§ **Sua tarefa**:
Por favor, escreva a parte seguinte do texto sobre as contribuições especiais, começando logo após a última frase apresentada.

§ **Trecho selecionado**:
▼
6. Técnicas de validação das contribuições especiais [30]
6.1 Validação condicional
Quando a validação é condicional, a norma jurídica constitucional preocupa-se em prever determinadas situações como condição necessária e imprescindível para consubstanciar a incidência de determinado tributo. A Constituição da República condicionou a validade da exigência de impostos, taxas e contribuição de melhoria à ocorrência do fato, ou evento, legal e constitucionalmente qualificado pela norma constitucional [31].
Assim, pode-se dizer que essas espécies tributárias (ICMS, IPI, IR, IPVA, IPTU, ITR, entre outras) assumiram a técnica de validação condicional à ocorrência do fato imponível. Igualmente, são as contribuições sociais estatuídas no art. 195, I, a, b e c da CR/88. Por exemplo, se a empresa auferir lucro, sofrerá a incidência da contribuição social sobre o lucro – CSSL. A incidência desse tributo está condicionada a manifestação deste pressuposto material que revela capacidade contributiva para colaborar com o sistema da previdência social [32].
6.2. Validação finalística
Quando a validação é finalística, a edição da norma jurídica pressupõe, necessariamente, o alcance de determinado resultado. A finalidade da norma é atingir algo plasmado na Constituição, é modificar a realidade concreta. A Constituição da República indica um objetivo ou uma finalidade a ser atingida, passando a ser este o parâmetro de validade da exigência. A diretriz fundamental da norma jurídica, nesse caso, é buscar um contexto inexistente quando aquela é editada. Por exemplo, a União poderá instituir determinada contribuição especial para garantir a todos o pleno exercício dos direitos culturais e acesso às fontes da cultura nacional. A validação desta contribuição seria dada em função da finalidade buscada pela norma jurídica instituidora [33]. Serve como exemplo de validação finalística a instituição de novas contribuições sociais, cuja finalidade seja a manutenção ou expansão da seguridade social (art. 195, § 4º, CR/88).
O importante é que esses modelos (validação condicional e validação finalística) não se excluem. Eles atuam para integrar e atingir os objetivos propostos pelo sistema constitucional tributário republicano. Portanto, as contribuições especiais podem adotar a técnica de validação condicional ou finalística.
7. A competência para instituição de contribuições especiais
A ordem jurídico-tributária instaurada pela Constituição da Republica corresponde à ordem jurídica total ou nacional, a qual subordina as três ordens jurídicas parciais (União, Estados e Municípios). A ordem jurídica total (Constituição da República) é fundamento de validade material e formal de todas as competências tributárias. Nela estão previstas todas as espécies de competência tributárias atribuídas às pessoas políticas: exclusiva (IR), concorrente (ICMS) e comum (taxas e contribuições de melhoria), exemplificativamente.
Há determinadas matérias que a Constituição da República estabelece que devem ser disciplinadas por meio de lei complementar, a qual assumirá a condição de norma geral de direito tributário e vinculará todas as ordens jurídicas parciais. As normas gerais de direito tributário cumprem a função de integração e complementação da Constituição da República. Porém, como bem salienta Misabel Abreu Machado Derzi, as normas gerais de direito tributário: "... não suprimem, nem reduzem ou substituem o exercício da competência legislativa tributária por cada pessoa política, que regulará o tributo de sua competência por meio da edição da lei própria, único ato normativo estatal, apto a instituí-lo, validamente, dentro do respectivo âmbito territorial de validade" [34].
▲
§ **Dados fornecidos**:
▼
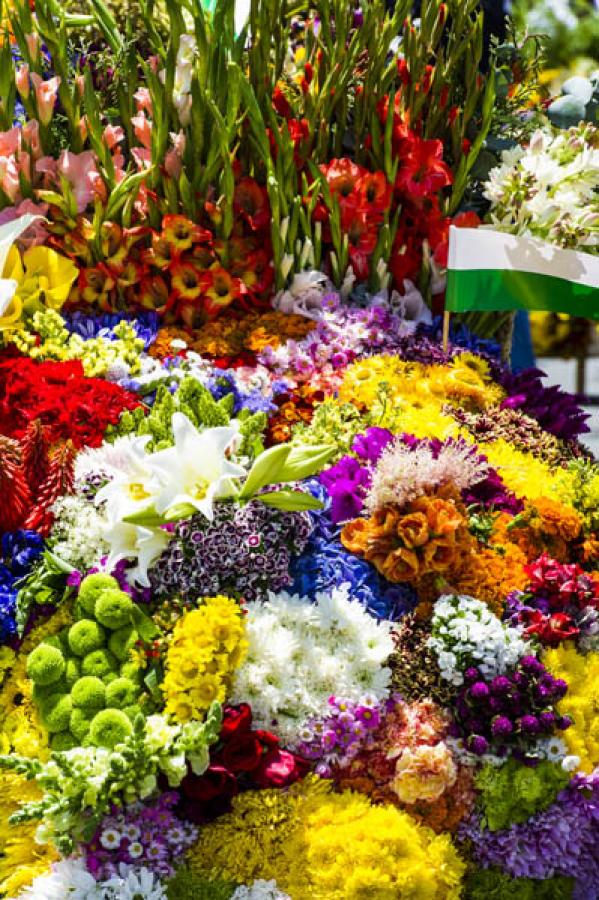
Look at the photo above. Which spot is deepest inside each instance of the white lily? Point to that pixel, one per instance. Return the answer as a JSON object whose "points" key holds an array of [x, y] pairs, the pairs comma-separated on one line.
{"points": [[135, 542], [134, 485], [195, 470]]}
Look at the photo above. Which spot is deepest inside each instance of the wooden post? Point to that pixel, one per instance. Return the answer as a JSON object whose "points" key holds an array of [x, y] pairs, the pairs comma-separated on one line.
{"points": [[446, 318]]}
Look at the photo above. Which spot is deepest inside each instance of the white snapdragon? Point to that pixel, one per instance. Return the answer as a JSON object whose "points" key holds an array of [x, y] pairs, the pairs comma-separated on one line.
{"points": [[300, 653], [549, 189], [260, 890], [464, 633]]}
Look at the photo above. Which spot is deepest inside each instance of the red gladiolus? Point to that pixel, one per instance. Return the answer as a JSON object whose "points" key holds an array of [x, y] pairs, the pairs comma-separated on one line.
{"points": [[250, 201], [424, 173]]}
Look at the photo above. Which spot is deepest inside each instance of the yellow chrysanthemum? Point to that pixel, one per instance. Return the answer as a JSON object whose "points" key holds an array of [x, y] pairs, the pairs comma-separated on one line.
{"points": [[206, 648], [524, 474], [581, 702], [328, 847]]}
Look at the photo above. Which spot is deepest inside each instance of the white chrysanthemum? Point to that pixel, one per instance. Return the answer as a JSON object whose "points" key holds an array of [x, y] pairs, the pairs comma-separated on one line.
{"points": [[402, 474], [133, 884], [78, 532], [464, 632], [260, 890], [67, 878], [300, 653]]}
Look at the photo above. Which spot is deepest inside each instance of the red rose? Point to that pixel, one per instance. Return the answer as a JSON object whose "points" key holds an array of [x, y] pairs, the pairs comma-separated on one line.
▲
§ **Resultado do exercício**:
A competência tributária compreende a competência legislativa plena, para estabelecer os contribuintes, base imponível, fato imponível, a época e a forma do pagamento, as isenções, reduções de base de cálculo, respeitando sempre os limites e diretrizes norteadas pela Constituição da República. A competência legislativa plena somente poderá ocorrer em relação a finalidades previstas constitucionalmente e relativamente às quais a própria Constituição tenha autorizado a criação de contribuições.
A competência legislativa para instituir contribuições especiais foi atribuída à União (art. 149, "caput", CR/88), salvo aquelas contribuições instituídas pelos Estados, Distrito Federal e Municípios, cobrada de seus servidores, para o custeio, em benefício destes, de sistema de previdência e assistência social (art. 149, § Único, CR/88) e a contribuição cobrada para o custeio de iluminação pública.
A União pode criar a contribuição especial (exercício de competência legislativa plena), mas poderá atribuir a função de arrecadá-la e administrá-la à outra entidade que seja vinculada ao cumprimento daquela finalidade pública para a qual fora instituída a contribuição. É o caso das contribuições instituídas no interesse de categoria profissional, como a Ordem dos Advogados do Brasil – OAB, em que a dita anuidade é instituída pela União, mas é arrecadada e administrada por esta entidade profissional. Ou ainda: a contribuição social destinada ao Serviço Brasileiro de Apoio às Micro e às Pequenas Empresas – SEBRAE é instituída pela União, porém, cobrada pelo INSS, o qual repassa àquela entidade.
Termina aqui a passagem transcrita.